### Excerpted text
Thanks for the quick reply.

Please look in-line for my replies.

Regards,
Logeswari.

-----Original Message-----
From: Steve Grubb [mailto:sgrubb@redhat.com] 
Sent: Wednesday, January 28, 2015 8:46 PM
To: linux-audit@redhat.com
Cc: Viswanath, Logeswari P (MCOU OSTL)
Subject: Re: Linux audit performance impact

Hello,

On Wednesday, January 28, 2015 02:57:58 PM Viswanath, Logeswari P wrote:
> We want to know audit performance impact on RHEL and Suse linux to 
> help us evaluate linux audit as data source for our host based IDS. 
> When we ran our own performance test with a test audispd plugin, we 
> found if a system can perform 200000 open/close system calls per 
> second without auditing, system can perform only 3000 open/close 
> system calls auditing is enabled for open/close system call which is a 
> HUGE impact on the system performance. It would be great if anyone can help us answering the following questions.
> 
> 
> 1)      Is this performance impact expected? If yes, what is the reason
> behind it and can we fix it?

I'll leave this for the kernel guys to answer. That said, I think more detailed information might be helpful.

If auditd is not started and events go to syslog, does the performance change? 
To do this audit=1 on boot line and auditctl -R /etc/rules.d/your.rules

Logeswari=>System can perform 15000 open/close system calls per second which is better than earlier results.

what rules do you have loaded?

Logeswari=> # auditctl -l
LIST_RULES: exit,always syscall=open,close
 
What do you get when audit is enabled and no rules loaded?

Logeswari=> Impact is there but not major.

If you have other syscall rules loaded that are not open and openat or close, does the performance change? I suspect that if you trigger a rule, you are thrown onto the slow path. Open is perhaps the most lengthy because of multiple auxiliary records and path resolution. But we need data to tell.

Logeswari=> Yes, there is an major impact. I enabled write system call and this rule is first in the set of rules along with open/close.

That said, I know that the kernel audit path changed a couple years ago so it might be worthwhile to test against an old kernel to see if the change has affected performance.

(Stored dataset items)
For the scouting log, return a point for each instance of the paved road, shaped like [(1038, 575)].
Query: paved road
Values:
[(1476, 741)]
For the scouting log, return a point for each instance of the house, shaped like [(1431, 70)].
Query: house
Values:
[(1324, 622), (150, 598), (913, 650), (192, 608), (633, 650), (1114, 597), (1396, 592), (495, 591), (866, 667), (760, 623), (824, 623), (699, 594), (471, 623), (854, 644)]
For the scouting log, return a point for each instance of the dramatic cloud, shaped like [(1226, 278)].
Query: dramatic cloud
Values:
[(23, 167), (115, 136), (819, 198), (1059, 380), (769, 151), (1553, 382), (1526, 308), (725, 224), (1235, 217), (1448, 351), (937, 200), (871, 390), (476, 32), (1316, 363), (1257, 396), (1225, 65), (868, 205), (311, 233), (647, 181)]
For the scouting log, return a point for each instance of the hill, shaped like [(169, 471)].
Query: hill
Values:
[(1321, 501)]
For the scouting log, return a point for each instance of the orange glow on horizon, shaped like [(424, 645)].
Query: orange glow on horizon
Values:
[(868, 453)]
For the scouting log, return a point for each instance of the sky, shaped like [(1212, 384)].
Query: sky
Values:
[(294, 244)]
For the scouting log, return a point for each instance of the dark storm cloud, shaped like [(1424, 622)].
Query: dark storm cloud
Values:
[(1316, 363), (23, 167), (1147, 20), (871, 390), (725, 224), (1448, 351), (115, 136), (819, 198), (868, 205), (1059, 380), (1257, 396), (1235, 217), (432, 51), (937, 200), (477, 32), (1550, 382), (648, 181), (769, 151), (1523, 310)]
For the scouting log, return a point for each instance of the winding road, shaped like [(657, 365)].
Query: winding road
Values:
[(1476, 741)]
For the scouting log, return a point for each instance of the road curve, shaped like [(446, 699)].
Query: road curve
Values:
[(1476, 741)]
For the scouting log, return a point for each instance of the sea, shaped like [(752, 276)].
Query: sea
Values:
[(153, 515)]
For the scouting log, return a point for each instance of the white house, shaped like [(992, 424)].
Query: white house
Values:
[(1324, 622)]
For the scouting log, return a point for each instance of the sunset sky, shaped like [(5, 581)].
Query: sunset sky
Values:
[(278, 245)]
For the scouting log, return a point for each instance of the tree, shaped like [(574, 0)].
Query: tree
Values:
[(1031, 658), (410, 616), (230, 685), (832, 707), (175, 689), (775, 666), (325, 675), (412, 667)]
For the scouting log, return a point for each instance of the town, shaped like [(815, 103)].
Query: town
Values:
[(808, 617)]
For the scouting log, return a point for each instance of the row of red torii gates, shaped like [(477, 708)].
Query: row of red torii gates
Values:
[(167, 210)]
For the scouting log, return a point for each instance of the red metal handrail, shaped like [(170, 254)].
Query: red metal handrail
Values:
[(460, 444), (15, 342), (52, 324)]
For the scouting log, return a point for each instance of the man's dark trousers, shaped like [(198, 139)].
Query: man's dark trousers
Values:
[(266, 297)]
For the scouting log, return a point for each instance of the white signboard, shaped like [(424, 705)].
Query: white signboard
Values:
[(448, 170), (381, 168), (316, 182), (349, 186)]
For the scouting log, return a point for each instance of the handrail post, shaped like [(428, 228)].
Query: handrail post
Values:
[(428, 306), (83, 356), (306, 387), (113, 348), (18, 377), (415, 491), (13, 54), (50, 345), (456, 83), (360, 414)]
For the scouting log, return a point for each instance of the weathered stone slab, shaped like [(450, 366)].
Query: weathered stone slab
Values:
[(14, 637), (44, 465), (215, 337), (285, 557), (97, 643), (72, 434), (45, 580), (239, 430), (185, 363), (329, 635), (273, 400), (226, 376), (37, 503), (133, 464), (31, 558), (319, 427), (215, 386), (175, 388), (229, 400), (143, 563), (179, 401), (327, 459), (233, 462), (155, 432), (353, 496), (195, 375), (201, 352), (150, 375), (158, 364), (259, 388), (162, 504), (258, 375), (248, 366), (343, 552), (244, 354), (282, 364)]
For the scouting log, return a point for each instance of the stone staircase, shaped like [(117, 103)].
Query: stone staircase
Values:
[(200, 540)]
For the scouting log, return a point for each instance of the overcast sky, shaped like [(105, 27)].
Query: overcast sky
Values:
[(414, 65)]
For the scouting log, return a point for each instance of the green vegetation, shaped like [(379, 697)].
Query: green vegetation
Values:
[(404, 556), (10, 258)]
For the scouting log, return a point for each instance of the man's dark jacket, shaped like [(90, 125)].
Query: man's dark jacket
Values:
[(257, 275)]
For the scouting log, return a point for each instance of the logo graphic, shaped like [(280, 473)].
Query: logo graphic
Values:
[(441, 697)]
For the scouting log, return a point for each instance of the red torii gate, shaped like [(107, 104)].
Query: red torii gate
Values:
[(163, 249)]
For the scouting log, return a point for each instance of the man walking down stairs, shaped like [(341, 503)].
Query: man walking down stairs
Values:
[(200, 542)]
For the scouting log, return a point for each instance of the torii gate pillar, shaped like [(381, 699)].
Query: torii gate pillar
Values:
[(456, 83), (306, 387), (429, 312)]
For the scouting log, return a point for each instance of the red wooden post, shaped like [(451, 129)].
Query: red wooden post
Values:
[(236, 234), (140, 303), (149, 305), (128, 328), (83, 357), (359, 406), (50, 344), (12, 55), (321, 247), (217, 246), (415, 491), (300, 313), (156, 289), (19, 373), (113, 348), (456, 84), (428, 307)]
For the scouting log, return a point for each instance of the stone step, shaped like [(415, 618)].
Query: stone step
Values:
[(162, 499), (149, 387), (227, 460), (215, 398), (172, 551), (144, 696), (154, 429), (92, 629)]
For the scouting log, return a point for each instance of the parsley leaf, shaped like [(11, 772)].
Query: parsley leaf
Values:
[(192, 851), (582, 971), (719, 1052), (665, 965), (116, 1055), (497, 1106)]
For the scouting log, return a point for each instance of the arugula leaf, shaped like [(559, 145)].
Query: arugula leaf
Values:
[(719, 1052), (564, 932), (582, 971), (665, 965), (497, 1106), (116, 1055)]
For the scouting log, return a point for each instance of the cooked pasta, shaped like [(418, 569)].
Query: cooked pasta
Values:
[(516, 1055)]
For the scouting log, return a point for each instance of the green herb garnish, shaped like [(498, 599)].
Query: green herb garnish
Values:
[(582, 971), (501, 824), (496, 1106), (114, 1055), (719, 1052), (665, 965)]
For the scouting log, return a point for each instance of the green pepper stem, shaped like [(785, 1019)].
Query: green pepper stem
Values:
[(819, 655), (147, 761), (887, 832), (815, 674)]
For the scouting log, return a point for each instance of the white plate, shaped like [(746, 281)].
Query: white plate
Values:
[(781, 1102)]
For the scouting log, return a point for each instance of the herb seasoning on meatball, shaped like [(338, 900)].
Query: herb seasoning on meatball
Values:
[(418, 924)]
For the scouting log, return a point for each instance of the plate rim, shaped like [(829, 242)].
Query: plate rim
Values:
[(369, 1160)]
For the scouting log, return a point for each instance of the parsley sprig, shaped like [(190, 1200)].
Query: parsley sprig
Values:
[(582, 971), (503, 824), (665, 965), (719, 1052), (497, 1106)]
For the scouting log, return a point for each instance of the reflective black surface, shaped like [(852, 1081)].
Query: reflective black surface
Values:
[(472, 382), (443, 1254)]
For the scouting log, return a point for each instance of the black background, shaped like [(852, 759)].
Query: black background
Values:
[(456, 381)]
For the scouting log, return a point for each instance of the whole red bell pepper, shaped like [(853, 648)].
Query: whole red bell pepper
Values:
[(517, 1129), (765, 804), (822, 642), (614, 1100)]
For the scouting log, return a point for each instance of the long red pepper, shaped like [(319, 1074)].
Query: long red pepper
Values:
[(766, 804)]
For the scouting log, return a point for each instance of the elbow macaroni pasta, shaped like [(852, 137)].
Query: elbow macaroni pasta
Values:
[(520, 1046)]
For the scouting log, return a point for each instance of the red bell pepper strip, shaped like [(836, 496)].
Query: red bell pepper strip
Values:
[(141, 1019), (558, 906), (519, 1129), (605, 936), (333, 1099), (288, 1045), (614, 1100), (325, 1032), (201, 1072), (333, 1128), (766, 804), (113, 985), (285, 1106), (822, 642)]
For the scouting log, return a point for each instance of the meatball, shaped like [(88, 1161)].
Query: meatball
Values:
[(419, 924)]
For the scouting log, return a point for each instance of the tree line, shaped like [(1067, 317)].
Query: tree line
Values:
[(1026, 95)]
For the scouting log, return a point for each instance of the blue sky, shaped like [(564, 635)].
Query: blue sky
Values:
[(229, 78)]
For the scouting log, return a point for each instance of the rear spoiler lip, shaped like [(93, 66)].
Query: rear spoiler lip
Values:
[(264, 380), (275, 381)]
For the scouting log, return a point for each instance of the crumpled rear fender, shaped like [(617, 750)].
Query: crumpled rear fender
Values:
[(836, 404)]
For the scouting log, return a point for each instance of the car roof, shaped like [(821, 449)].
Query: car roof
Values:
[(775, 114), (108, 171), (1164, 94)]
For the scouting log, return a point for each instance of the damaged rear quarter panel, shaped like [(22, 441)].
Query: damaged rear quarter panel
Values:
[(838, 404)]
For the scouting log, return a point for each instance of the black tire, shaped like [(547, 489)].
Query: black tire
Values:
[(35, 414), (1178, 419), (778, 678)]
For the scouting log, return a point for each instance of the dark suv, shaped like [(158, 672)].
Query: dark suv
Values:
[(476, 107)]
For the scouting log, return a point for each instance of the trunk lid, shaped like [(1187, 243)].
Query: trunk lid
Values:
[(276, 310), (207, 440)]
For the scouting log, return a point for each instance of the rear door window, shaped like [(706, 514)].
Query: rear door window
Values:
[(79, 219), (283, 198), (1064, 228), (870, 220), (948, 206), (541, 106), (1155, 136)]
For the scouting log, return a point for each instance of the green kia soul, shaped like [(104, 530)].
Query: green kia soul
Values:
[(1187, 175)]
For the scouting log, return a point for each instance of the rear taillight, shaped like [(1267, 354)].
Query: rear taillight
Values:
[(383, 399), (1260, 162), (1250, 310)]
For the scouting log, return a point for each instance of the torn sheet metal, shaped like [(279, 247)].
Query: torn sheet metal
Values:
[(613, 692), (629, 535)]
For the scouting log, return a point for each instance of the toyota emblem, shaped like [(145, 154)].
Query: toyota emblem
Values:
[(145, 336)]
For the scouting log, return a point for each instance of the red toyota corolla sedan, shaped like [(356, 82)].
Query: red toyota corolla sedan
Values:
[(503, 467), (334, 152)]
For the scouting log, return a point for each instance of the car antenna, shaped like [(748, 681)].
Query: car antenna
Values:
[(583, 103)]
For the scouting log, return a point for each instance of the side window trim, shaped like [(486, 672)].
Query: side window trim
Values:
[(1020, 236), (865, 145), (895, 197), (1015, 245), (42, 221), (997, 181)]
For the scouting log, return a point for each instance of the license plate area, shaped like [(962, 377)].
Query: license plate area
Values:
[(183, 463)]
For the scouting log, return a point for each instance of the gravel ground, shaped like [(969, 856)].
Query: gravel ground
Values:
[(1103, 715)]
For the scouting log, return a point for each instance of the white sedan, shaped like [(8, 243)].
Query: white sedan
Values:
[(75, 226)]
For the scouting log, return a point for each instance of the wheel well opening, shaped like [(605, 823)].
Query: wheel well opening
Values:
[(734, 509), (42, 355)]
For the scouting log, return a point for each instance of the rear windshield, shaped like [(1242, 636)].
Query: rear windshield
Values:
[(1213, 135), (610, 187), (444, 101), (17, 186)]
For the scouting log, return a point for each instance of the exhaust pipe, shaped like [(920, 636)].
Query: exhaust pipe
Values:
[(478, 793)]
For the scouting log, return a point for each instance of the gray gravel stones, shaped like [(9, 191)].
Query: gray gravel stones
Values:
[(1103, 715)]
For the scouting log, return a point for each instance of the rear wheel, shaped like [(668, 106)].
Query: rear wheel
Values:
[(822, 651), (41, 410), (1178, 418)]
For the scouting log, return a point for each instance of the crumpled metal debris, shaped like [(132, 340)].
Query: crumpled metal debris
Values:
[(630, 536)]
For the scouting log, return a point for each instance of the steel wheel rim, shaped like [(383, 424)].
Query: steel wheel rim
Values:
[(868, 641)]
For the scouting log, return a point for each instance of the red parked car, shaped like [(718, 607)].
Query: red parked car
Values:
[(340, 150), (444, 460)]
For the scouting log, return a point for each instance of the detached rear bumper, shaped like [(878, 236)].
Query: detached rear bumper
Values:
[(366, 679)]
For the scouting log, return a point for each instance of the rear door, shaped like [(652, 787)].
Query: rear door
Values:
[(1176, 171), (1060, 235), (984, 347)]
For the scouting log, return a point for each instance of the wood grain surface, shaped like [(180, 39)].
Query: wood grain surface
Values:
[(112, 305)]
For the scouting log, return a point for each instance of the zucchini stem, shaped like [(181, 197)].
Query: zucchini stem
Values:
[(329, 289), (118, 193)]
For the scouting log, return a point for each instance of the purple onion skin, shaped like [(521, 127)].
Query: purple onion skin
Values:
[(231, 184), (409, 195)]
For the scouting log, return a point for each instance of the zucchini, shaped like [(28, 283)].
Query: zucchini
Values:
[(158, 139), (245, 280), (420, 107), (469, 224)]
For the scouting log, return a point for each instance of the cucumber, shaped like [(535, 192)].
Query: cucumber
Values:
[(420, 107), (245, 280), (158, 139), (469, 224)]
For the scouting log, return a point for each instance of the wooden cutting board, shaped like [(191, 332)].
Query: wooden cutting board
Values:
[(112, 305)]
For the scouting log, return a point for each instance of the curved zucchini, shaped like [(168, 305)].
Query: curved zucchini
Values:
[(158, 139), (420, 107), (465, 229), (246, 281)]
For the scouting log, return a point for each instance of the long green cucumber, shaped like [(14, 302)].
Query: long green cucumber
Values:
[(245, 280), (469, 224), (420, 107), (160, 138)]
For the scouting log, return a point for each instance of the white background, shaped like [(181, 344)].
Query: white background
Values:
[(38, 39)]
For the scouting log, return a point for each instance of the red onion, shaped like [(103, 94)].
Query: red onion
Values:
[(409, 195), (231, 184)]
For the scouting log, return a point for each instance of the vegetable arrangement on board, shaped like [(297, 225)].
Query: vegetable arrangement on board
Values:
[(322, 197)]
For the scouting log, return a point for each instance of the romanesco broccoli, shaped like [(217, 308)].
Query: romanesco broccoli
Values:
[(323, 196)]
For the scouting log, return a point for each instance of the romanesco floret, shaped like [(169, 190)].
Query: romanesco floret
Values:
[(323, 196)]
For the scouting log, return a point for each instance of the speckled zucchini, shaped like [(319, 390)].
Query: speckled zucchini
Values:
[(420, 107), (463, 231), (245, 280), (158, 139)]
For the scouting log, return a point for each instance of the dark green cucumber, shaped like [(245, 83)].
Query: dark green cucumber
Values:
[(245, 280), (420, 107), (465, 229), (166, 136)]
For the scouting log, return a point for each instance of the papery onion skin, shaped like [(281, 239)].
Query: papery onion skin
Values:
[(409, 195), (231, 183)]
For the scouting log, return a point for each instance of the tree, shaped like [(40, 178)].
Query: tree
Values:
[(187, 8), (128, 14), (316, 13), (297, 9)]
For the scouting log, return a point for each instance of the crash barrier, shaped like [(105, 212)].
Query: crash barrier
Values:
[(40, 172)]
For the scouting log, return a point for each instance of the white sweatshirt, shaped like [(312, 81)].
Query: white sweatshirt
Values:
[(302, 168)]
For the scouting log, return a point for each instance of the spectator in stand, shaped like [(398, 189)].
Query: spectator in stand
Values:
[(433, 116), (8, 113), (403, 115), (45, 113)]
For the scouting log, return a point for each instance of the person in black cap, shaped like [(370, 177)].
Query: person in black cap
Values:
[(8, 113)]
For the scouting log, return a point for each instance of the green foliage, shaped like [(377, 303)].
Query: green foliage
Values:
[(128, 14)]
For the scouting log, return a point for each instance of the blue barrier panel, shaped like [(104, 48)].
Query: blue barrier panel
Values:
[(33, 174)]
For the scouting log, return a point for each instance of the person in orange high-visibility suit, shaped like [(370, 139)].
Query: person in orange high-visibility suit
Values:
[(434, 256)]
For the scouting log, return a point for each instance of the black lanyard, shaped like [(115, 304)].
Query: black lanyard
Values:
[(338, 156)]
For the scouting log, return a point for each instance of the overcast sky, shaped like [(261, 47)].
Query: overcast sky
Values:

### Actions to take
A. From the Linux audit email, extract everything from "I'll leave this" down to "syslog, does the performance change?".
B. In the Linux audit email, how many open/close system calls per second could the system perform when auditd was not started and events went to syslog?

### Answers for this exercise
A.
I'll leave this for the kernel guys to answer. That said, I think more detailed information might be helpful.

If auditd is not started and events go to syslog, does the performance change?

B. 15000 open/close system calls per second.